TEXT FOR ANALYSIS.
################
ORF Extraction

Generic protocol for ORF detection in DNA sequences.

class gecco.orf.ORFFinder(object)[source]

An abstract base class to provide a generic ORF finder.

abstract find_genes()[source]

Find all genes from a DNA sequence.

class gecco.orf.PyrodigalFinder(ORFFinder)[source]

An ORFFinder that uses the Pyrodigal bindings to Prodigal.

Prodigal is a fast and reliable protein-coding gene prediction for prokaryotic genomes, with support for draft genomes and metagenomes.

__init__(metagenome: bool = True, cpus: int = 0) → None[source]

Create a new PyrodigalFinder instance.

  • metagenome (bool) – Whether or not to run PRODIGAL in metagenome mode, defaults to True.

  • cpus (int) – The number of threads to use to run Pyrodigal in parallel. Pass 0 to use the number of CPUs on the machine.


Find all genes contained in a sequence of DNA records.
################
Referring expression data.

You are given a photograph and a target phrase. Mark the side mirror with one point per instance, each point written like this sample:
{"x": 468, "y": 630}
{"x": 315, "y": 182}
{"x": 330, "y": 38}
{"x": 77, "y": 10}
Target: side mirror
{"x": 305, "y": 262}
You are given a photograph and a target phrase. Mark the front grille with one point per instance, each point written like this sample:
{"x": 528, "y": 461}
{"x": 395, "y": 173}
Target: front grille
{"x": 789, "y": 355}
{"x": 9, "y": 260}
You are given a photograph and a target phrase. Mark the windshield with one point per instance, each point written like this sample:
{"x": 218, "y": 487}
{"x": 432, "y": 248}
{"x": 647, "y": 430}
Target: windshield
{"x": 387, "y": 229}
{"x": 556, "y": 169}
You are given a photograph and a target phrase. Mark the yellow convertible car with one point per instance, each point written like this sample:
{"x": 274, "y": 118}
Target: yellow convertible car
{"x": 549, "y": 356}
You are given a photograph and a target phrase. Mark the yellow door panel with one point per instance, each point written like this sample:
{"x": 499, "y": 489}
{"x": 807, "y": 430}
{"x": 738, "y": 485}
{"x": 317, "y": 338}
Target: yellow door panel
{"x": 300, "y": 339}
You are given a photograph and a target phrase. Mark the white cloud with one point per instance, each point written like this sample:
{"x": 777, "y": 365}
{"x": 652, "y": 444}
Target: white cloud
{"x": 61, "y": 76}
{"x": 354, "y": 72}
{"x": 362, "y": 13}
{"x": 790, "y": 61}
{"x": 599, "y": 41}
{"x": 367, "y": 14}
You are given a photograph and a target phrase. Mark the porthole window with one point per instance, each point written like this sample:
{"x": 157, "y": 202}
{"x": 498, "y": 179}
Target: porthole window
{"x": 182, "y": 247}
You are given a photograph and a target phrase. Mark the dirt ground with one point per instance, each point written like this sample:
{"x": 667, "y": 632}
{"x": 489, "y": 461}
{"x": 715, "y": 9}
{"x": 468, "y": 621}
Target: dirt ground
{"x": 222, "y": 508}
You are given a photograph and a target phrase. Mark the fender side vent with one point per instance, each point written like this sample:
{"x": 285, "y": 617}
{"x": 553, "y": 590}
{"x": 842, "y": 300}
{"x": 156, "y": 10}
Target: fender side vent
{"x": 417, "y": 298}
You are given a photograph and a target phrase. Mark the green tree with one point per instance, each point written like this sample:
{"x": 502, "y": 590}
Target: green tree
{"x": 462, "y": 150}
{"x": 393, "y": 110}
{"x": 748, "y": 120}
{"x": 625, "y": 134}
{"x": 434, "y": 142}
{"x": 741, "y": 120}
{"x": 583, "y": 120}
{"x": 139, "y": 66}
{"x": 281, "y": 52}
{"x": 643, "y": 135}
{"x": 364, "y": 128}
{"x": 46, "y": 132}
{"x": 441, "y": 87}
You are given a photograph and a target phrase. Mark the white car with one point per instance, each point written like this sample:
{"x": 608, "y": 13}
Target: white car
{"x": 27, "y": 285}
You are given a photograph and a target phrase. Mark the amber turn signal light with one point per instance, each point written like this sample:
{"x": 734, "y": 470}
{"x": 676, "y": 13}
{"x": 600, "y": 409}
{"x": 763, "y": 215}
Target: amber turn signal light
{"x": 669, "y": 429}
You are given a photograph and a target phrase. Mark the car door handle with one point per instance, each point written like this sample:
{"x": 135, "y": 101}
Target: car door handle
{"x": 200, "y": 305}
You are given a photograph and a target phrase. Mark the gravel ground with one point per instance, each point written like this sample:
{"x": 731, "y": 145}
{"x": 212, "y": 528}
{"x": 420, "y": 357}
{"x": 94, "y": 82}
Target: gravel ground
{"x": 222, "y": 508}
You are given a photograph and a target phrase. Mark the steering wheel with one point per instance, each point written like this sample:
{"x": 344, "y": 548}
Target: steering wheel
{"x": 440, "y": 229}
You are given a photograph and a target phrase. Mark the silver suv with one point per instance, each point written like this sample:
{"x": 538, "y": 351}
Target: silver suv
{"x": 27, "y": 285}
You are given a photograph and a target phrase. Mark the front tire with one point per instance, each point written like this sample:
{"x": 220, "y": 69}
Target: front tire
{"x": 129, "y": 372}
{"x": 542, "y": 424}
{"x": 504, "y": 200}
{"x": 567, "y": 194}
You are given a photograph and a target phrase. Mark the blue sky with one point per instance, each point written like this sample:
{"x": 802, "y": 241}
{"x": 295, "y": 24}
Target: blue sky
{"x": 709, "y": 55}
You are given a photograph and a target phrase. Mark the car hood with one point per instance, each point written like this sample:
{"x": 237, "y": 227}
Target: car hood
################
REQUIREMENT A.
Answer these questions about the ORF extraction documentation, one per line:
(i) According to its description, what does the abstract method find_genes do?
(ii) What is the default value of the metagenome parameter?
(iii) What happens when 0 is passed for the cpus parameter?
REQUIREMENT B.
Update the passage of the ORF extraction documentation starting at "class gecco.orf.ORFFinder(object)[source]" and ending at "a DNA sequence.", replacing "base class" with "parent class".

EXPECTED OUTPUT A.
(i) It finds all genes from a DNA sequence.
(ii) True.
(iii) Pyrodigal uses the number of CPUs on the machine.

EXPECTED OUTPUT B.
class gecco.orf.ORFFinder(object)[source]

An abstract parent class to provide a generic ORF finder.

abstract find_genes()[source]

Find all genes from a DNA sequence.